### TASK GOAL
Copy out each of the items below with "nonzero" substituted for "even-odd", changing nothing else, and leave out the pictures.

..............................

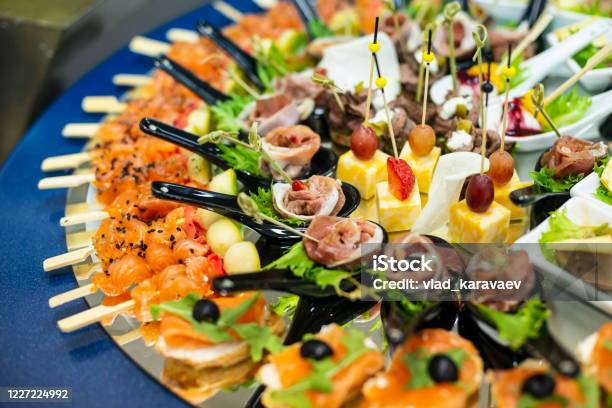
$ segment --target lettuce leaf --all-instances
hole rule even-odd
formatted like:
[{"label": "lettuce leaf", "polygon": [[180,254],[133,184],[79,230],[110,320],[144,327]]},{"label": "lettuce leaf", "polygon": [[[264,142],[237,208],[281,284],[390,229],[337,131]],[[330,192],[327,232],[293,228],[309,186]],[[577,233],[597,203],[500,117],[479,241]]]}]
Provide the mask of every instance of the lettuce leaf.
[{"label": "lettuce leaf", "polygon": [[556,179],[554,172],[548,167],[542,167],[539,171],[529,172],[529,177],[538,186],[541,191],[551,193],[563,193],[569,191],[580,180],[584,178],[584,174],[572,174],[562,179]]},{"label": "lettuce leaf", "polygon": [[476,305],[514,350],[521,348],[529,339],[537,337],[550,311],[539,299],[529,299],[515,313],[499,312],[484,305]]},{"label": "lettuce leaf", "polygon": [[238,115],[242,112],[246,105],[253,101],[250,95],[232,94],[227,101],[217,102],[210,107],[212,117],[216,124],[217,130],[225,130],[226,132],[237,132],[241,126],[238,122]]},{"label": "lettuce leaf", "polygon": [[265,176],[259,166],[259,153],[240,145],[227,146],[219,143],[217,147],[221,150],[223,160],[234,170],[243,170],[256,176]]},{"label": "lettuce leaf", "polygon": [[346,293],[340,288],[343,280],[351,278],[350,272],[341,269],[327,269],[316,264],[308,257],[304,244],[301,242],[293,245],[283,256],[263,269],[272,268],[289,269],[295,276],[314,282],[321,288],[332,286],[342,296],[351,297],[360,294],[360,288],[351,293]]},{"label": "lettuce leaf", "polygon": [[250,196],[257,204],[257,207],[259,207],[259,211],[268,217],[293,227],[303,227],[307,224],[306,221],[297,218],[283,218],[274,208],[272,190],[259,187],[257,193],[250,193]]},{"label": "lettuce leaf", "polygon": [[[591,107],[591,98],[589,96],[581,96],[576,92],[576,88],[571,92],[565,93],[555,98],[546,106],[546,113],[555,123],[557,128],[576,123],[582,119],[587,110]],[[548,125],[546,130],[551,130]]]}]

..............................

### EXERCISE OUTPUT
$ segment --target lettuce leaf --all-instances
hole rule nonzero
formatted like:
[{"label": "lettuce leaf", "polygon": [[180,254],[133,184],[79,230],[110,320],[144,327]]},{"label": "lettuce leaf", "polygon": [[[264,142],[237,208],[281,284],[390,229],[337,131]],[[330,192],[327,232],[293,228],[309,186]],[[577,233],[597,203],[500,117],[479,241]]]}]
Provide the mask of every instance of the lettuce leaf.
[{"label": "lettuce leaf", "polygon": [[556,179],[554,172],[548,167],[542,167],[539,171],[529,172],[529,177],[538,186],[541,191],[551,193],[563,193],[569,191],[580,180],[584,178],[584,174],[572,174],[562,179]]},{"label": "lettuce leaf", "polygon": [[476,305],[514,350],[521,348],[529,339],[537,337],[550,311],[539,299],[529,299],[515,313],[499,312],[484,305]]},{"label": "lettuce leaf", "polygon": [[238,115],[242,112],[246,105],[253,101],[250,95],[232,94],[227,101],[217,102],[210,107],[212,117],[216,124],[217,130],[225,130],[226,132],[237,132],[241,126],[238,122]]},{"label": "lettuce leaf", "polygon": [[265,176],[259,166],[259,153],[240,145],[227,146],[219,143],[217,147],[221,150],[223,160],[234,170],[243,170],[256,176]]},{"label": "lettuce leaf", "polygon": [[346,293],[340,288],[343,280],[351,278],[350,272],[341,269],[327,269],[316,264],[308,257],[304,244],[301,242],[293,245],[283,256],[263,269],[272,268],[289,269],[295,276],[314,282],[321,288],[332,286],[342,296],[351,297],[360,294],[360,288],[351,293]]},{"label": "lettuce leaf", "polygon": [[250,196],[257,204],[257,207],[259,207],[259,211],[268,217],[293,227],[303,227],[307,224],[306,221],[297,218],[283,218],[274,208],[272,190],[259,187],[257,193],[250,193]]},{"label": "lettuce leaf", "polygon": [[[591,107],[591,98],[589,96],[581,96],[576,92],[576,88],[571,92],[565,93],[555,98],[546,106],[546,113],[555,123],[557,128],[576,123],[582,119],[587,110]],[[548,125],[546,130],[551,130]]]}]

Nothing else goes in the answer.